GOAL OF THE EXERCISE =
Write out the items below again, substituting "Place one pin" for each "Set one pin" and keeping everything else the same.

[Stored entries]
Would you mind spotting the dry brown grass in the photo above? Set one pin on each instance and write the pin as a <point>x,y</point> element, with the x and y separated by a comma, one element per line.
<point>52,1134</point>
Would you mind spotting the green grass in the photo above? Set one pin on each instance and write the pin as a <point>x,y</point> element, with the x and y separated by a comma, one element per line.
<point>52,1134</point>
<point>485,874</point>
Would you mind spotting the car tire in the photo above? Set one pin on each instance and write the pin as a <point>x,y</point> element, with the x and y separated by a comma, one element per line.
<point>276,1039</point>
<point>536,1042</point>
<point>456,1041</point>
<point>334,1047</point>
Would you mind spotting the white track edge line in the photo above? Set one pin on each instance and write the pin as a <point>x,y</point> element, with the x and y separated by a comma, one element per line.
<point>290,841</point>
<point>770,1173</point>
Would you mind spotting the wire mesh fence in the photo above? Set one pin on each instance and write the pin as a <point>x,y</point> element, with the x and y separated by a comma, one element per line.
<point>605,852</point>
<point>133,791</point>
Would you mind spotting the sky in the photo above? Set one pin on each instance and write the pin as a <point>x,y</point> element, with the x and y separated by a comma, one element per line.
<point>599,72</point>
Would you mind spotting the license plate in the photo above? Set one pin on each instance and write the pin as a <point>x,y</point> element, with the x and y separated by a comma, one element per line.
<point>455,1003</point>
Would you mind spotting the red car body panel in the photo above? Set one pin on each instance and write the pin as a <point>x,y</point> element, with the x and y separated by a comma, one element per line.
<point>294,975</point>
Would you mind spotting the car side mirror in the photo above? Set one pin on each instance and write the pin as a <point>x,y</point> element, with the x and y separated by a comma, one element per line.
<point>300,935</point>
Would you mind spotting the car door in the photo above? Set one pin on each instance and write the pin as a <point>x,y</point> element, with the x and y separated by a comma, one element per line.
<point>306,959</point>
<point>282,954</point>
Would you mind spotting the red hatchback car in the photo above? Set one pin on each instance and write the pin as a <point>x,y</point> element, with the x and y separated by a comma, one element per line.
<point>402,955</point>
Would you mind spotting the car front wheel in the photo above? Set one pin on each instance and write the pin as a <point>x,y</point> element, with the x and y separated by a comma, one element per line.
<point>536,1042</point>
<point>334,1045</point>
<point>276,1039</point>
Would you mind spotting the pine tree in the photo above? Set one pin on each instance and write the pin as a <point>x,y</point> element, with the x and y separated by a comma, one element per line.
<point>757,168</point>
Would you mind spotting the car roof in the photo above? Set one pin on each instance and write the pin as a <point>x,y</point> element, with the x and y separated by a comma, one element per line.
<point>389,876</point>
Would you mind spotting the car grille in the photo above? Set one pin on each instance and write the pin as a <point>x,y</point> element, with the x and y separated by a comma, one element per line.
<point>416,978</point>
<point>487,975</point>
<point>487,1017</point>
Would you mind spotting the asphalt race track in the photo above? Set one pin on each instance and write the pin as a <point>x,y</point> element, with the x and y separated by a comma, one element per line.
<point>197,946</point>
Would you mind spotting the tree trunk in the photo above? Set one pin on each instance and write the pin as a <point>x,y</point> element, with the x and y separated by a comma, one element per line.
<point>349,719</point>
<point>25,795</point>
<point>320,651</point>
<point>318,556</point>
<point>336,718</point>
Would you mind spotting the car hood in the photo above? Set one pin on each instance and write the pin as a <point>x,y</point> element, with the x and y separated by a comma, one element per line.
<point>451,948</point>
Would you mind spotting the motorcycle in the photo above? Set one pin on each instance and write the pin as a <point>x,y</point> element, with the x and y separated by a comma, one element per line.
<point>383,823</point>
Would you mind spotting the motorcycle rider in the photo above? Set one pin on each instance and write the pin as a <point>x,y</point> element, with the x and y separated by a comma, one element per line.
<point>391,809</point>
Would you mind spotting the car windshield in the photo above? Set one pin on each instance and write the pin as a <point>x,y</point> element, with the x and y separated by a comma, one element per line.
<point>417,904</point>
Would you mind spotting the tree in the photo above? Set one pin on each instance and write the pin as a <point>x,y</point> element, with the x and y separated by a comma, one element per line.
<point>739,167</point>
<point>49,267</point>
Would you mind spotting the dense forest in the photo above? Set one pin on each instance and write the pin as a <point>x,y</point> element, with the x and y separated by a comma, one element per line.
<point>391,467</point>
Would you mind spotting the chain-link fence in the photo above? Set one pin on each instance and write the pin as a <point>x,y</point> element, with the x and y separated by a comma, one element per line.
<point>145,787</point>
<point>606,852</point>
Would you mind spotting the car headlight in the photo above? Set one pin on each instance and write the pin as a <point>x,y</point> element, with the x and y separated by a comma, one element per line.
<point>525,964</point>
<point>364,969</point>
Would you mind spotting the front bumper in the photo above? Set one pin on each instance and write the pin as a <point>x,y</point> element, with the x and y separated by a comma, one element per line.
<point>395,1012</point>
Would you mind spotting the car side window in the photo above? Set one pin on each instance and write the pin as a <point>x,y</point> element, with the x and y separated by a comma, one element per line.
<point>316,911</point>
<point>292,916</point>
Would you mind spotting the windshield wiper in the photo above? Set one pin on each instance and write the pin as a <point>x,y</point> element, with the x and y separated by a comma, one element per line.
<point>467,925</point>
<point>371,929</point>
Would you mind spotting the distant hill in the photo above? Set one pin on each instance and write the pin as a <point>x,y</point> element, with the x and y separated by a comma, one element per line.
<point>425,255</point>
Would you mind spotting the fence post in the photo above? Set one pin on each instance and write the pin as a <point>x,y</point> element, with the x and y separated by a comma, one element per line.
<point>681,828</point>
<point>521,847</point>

EXPECTED ANSWER =
Would you mind spotting the dry brown grass in the photo above? Place one pin on each instance and write the pin as a <point>x,y</point> element, with the x and y separated by a comma, one element per line.
<point>52,1134</point>
Would you mind spotting the green grass in the photo above? Place one pin on each instance and write the pin as a <point>x,y</point> element, with the x and y separated by a comma, one element per line.
<point>52,1134</point>
<point>485,874</point>
Would you mind spotting the car tire in the photo above? Place one pin on each instance and write the pin as a <point>x,y</point> element, with the x and y separated by a comma, one element per line.
<point>276,1039</point>
<point>536,1042</point>
<point>456,1041</point>
<point>334,1047</point>
Would you mind spotting the white track edge line in the photo above? Place one pin on each instance and write the pin as a <point>x,y</point> element, with the x and y separated by a comma, one element per line.
<point>290,841</point>
<point>770,1173</point>
Would you mind spotting the wire mesh fence in the photo above? Place one pin on each instance and write the pin as a <point>x,y</point> element, with the x and y separated by a comma, one element per line.
<point>605,852</point>
<point>133,791</point>
Would you mind spotting the sky in the photo above? Place one pin on each instance and write the pin as a <point>x,y</point> element, with the x and y separated by a comma, one element per line.
<point>599,72</point>
Would you mind spotting the license plate in the photo above? Place one pin on each instance and write the pin as a <point>x,y</point> element, with the x and y separated by a comma, one element per line.
<point>455,1003</point>
Would you mind spotting the red car body panel in the photo above? Place one pin on each instance and write the pin as a <point>x,y</point> element, with the x and y separated by a comma, one element per line.
<point>294,975</point>
Would you mind spotting the car side mirror in the photo above? Place one pin on each instance and write the pin as a <point>x,y</point> element, with the x and y separated by a comma, one element per line.
<point>300,935</point>
Would you mind spotting the car door in the photo above? Place one pin on each instance and write the pin as a <point>x,y</point> element, with the x and y separated by a comma, one element per line.
<point>306,959</point>
<point>282,954</point>
Would you mind spotting the red hatchback car in the photo above? Place one pin on each instance and write the pin as a <point>x,y</point> element, with the x and y separated by a comma, one element per line.
<point>402,955</point>
Would you mind spotting the car front wheel in the photo above? Place one pin on each instance and write the pin as a <point>x,y</point> element, with the x and y separated by a comma, one element per line.
<point>536,1042</point>
<point>334,1045</point>
<point>276,1039</point>
Would you mind spotting the pine tree in the photo above? Place one pin on each instance and write the pin as a <point>x,y</point> element, with the x and y separated by a comma, one element per line.
<point>757,168</point>
Would you mind spotting the car roof in the photo above? Place one pin on each instance and write the pin as a <point>x,y</point> element, with the x and y separated by a comma, one element per line.
<point>389,876</point>
Would you mind spotting the car grille in the photo above? Place one pin on each instance and write the pin as a <point>x,y</point> element, with the x and y separated by a comma, one element per line.
<point>416,978</point>
<point>487,975</point>
<point>487,1017</point>
Would you mind spotting the asphalt race track in the photo above? Place one pin on each instance and write the pin as a <point>x,y</point> element, with the x and y separated by a comma, one element per line.
<point>197,946</point>
Would you mind spotting the tree trunk in the photo above? Place one pin on each instance and write the pin as a <point>x,y</point> element, with the x and y separated by a comma, one element per line.
<point>349,719</point>
<point>25,795</point>
<point>320,651</point>
<point>318,556</point>
<point>336,718</point>
Would you mind spotting the car hood in the photo above? Place one pin on each instance and write the pin as a <point>x,y</point> element, with the x and y separated by a comma, one element per line.
<point>451,948</point>
Would you mind spotting the motorcycle in the photo above? Place one pin on each instance and write the pin as a <point>x,y</point> element, with the x and y separated by a comma, one element per line.
<point>383,823</point>
Would you mind spotting the motorcycle rider in the photo above? Place one pin on each instance and write the pin as a <point>x,y</point> element, with the x and y separated by a comma, one element per line.
<point>391,809</point>
Would you mind spotting the car windshield in the photo above? Place one pin on each instance and write the pin as a <point>x,y</point> element, with the x and y separated by a comma, one element per line.
<point>417,904</point>
Would you mind spotting the tree in the photo above? Place one pin on each instance and write the pin as a <point>x,y</point> element, with the x and y separated by a comma, one element per line.
<point>739,167</point>
<point>49,267</point>
Would you mind spotting the dense forest in the photo above? Place one pin on each instance and write the pin as a <point>x,y</point> element, with the x and y separated by a comma, one element per line.
<point>391,467</point>
Would you mind spotting the chain-link fence in the photo above? Place one pin on each instance and write the pin as a <point>x,y</point> element, with the x and y separated by a comma, one element per line.
<point>145,787</point>
<point>606,852</point>
Would you mind spotting the car headlight in the photo above? Place one pin on each instance and write the pin as a <point>x,y</point> element, with the x and y separated by a comma, one element per line.
<point>525,964</point>
<point>364,969</point>
Would you mind spotting the front bumper in the photo above? Place one pin on each instance and write the pin as a <point>x,y</point> element, with the x and y separated by a comma, one element per line.
<point>395,1012</point>
Would you mind spotting the car side window in the photo above? Place one pin on each instance and write the pin as a <point>x,y</point> element, with the x and y separated by a comma, one element per line.
<point>316,911</point>
<point>292,916</point>
Would you mind spotting the windshield wiper in the photo above? Place one pin on each instance and write the pin as a <point>x,y</point> element, with the x and y separated by a comma, one element per line.
<point>467,925</point>
<point>371,929</point>
Would you mind spotting the distant hill in the photo above? Place one pin on each instance and write the pin as a <point>x,y</point> element, with the x and y separated by a comma, one element per line.
<point>425,255</point>
Would you mind spotting the fence post in the photo above? Place one pin on each instance and write the pin as a <point>x,y</point> element, with the x and y separated by a comma, one element per line.
<point>681,828</point>
<point>521,847</point>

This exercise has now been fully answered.